• **Apply what you read**:
a – Decide whether each statement agrees with the HL7 text below, answering yes or no and quoting the words of the text that settle it: (i) HL7 International is a for-profit company. (ii) The "Level Seven" in the name refers to the application layer of the ISO OSI model. (iii) HL7 standards are used in healthcare facilities in more than 55 countries.
b – Using the HL7 text below, answer each question on its own line: (i) What does HL7 stand for? (ii) In what year was HL7 International founded? (iii) To what does the text compare the messaging format that HL7 defines?

Start of Study text

HL7, which stands for Health Level Seven, is a set of international standards for the exchange, integration, sharing, and retrieval of electronic health information. The “Level Seven” refers to the seventh layer of the ISO OSI (Open Systems Interconnection) model — the application layer — which is the layer concerned with how software applications communicate with each other.

Founded in 1987, HL7 International is the nonprofit organization that develops and maintains these standards. Today, HL7 standards are used in healthcare facilities across 55+ countries, making it one of the most widely adopted frameworks in health IT.

In simple terms: HL7 defines the format and structure of messages that healthcare systems use to share patient data.

How HL7 Works in Healthcare

HL7 works by defining a common language — a messaging format — that different healthcare systems can use to send and receive data. Think of it like a universal translator sitting between two systems that otherwise wouldn’t understand each other.

End of Study text
Start of Information

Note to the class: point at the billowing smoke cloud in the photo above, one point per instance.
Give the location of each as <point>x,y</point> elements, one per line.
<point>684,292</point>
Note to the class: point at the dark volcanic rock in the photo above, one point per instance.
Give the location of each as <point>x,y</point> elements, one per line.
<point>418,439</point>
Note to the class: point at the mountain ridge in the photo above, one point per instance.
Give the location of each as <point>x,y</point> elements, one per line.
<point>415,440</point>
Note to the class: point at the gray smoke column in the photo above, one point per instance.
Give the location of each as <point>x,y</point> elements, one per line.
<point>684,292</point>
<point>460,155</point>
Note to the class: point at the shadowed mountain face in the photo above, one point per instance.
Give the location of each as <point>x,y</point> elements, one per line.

End of Information
Start of Information

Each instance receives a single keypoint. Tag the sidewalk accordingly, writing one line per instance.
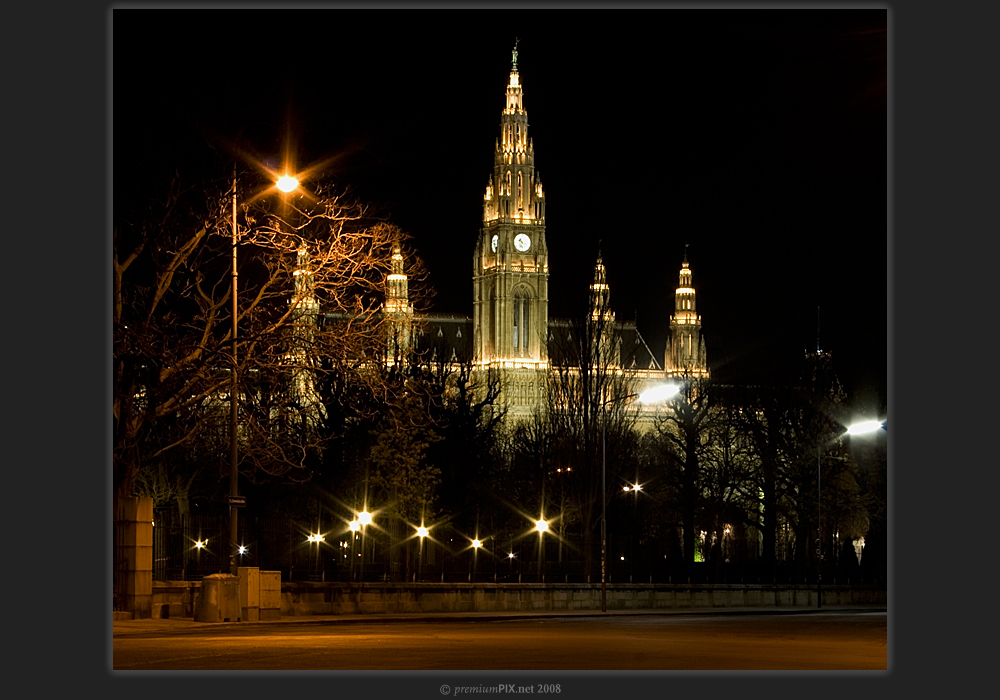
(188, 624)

End of Information
Start of Information

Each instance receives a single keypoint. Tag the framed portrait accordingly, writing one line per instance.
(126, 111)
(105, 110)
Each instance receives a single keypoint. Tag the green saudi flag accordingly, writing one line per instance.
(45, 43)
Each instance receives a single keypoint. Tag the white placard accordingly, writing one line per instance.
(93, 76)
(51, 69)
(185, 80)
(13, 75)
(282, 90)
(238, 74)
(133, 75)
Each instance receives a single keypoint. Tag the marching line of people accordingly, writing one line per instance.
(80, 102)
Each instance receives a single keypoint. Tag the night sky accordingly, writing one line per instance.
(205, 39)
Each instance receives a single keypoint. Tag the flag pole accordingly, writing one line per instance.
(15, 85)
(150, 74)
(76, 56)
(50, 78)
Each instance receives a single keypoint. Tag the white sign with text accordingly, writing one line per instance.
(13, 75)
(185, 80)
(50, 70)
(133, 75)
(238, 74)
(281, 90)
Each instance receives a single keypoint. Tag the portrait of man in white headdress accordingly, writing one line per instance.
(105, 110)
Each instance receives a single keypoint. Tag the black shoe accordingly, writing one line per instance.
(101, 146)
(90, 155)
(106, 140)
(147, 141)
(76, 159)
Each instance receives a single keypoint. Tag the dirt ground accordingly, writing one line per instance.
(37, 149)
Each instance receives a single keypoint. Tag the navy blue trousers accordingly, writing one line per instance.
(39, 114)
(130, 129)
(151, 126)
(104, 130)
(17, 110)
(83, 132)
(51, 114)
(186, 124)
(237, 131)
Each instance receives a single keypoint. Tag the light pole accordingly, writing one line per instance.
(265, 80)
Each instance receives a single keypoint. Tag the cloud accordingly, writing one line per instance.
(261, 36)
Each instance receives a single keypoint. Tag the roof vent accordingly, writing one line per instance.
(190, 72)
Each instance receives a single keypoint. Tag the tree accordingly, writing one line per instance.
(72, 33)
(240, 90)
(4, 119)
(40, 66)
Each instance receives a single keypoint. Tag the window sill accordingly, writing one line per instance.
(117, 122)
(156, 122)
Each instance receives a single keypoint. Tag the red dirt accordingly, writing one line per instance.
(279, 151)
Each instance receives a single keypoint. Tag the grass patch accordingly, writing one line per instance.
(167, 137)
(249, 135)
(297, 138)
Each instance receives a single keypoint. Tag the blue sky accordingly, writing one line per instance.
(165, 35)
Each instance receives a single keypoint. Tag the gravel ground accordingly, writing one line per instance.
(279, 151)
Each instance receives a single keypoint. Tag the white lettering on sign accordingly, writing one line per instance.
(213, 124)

End of Information

• **Answers to this exercise**:
a –
(i) No: "HL7 International is the nonprofit organization that develops and maintains these standards."
(ii) Yes: "The “Level Seven” refers to the seventh layer of the ISO OSI (Open Systems Interconnection) model — the application layer"
(iii) Yes: "HL7 standards are used in healthcare facilities across 55+ countries"

b –
(i) Health Level Seven
(ii) 1987
(iii) A universal translator sitting between two systems that otherwise wouldn't understand each other